## Start RECORD LIST

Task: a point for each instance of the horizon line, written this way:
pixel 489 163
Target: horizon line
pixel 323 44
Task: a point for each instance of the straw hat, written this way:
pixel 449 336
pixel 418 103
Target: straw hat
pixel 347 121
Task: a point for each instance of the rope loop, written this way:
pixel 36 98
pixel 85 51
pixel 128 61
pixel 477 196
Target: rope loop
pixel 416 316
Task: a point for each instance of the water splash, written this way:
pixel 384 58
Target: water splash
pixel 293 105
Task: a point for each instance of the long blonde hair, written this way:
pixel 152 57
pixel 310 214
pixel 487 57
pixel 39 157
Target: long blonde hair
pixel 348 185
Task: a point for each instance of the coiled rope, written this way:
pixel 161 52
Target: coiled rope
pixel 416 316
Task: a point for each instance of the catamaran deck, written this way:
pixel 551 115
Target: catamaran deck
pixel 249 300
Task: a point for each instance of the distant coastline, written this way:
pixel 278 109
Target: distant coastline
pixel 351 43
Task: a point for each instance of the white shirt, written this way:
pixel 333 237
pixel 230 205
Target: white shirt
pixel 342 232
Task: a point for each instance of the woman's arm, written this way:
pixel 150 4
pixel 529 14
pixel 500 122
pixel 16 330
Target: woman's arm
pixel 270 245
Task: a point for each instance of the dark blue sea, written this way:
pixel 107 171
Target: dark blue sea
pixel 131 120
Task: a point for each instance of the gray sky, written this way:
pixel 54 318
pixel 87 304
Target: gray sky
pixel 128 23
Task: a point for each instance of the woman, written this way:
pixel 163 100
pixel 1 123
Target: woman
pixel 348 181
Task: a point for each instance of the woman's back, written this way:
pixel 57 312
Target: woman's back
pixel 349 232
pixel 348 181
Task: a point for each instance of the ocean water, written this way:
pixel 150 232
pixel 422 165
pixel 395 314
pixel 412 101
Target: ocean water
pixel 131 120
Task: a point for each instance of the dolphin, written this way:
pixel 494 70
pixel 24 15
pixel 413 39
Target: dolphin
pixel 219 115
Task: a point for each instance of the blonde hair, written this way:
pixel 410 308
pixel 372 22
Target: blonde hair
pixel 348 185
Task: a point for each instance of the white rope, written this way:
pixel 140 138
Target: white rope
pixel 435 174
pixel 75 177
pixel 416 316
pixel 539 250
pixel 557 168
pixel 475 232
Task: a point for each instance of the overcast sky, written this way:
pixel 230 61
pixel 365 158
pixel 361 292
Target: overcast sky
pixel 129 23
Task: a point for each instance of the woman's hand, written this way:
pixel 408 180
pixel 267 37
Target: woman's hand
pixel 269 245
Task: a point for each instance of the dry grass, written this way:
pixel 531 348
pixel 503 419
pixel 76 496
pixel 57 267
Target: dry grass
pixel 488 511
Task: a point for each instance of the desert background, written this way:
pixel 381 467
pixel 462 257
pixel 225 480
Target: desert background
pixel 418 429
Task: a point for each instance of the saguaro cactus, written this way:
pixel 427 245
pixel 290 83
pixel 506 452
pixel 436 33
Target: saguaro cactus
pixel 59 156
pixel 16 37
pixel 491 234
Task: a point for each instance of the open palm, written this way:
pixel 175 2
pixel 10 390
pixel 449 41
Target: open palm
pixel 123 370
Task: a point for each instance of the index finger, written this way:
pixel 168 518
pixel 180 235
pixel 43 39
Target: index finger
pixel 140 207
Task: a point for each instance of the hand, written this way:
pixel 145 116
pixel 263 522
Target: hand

## End RECORD LIST

● CHALLENGE: Copy word for word the stretch of the entries from the line containing "Task: a point for each instance of the saguaro" through the last line of the entries.

● FULL RESPONSE:
Task: a point for each instance of the saguaro cactus, written this way:
pixel 427 245
pixel 290 83
pixel 506 452
pixel 436 33
Target: saguaro cactus
pixel 59 156
pixel 16 37
pixel 491 234
Task: a point for each instance of the open palm, written this way:
pixel 175 2
pixel 10 390
pixel 449 41
Target: open palm
pixel 123 370
Task: a point for each instance of the index finger, written this way:
pixel 168 518
pixel 180 235
pixel 43 39
Target: index finger
pixel 140 207
Task: a point for each instance of the hand, written this way:
pixel 145 116
pixel 263 522
Target: hand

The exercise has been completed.